((

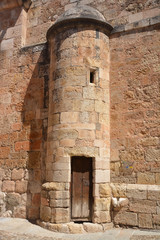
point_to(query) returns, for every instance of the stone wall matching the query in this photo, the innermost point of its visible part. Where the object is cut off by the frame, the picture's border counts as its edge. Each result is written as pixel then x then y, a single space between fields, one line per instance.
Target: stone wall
pixel 135 153
pixel 135 112
pixel 142 209
pixel 23 107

))

== Work order ==
Every line of the data should be copied as it stands, without the images.

== Result ==
point_to(query) returns, for every instance of the stone wall matching the query in this photo, the innermost point of its visible part. Where the object is cut off by the frame, the picture's border counts as its edge. Each result is written as pixel then x then y, a single space between fields, one line per instance.
Target: stone wall
pixel 135 153
pixel 135 112
pixel 142 209
pixel 23 107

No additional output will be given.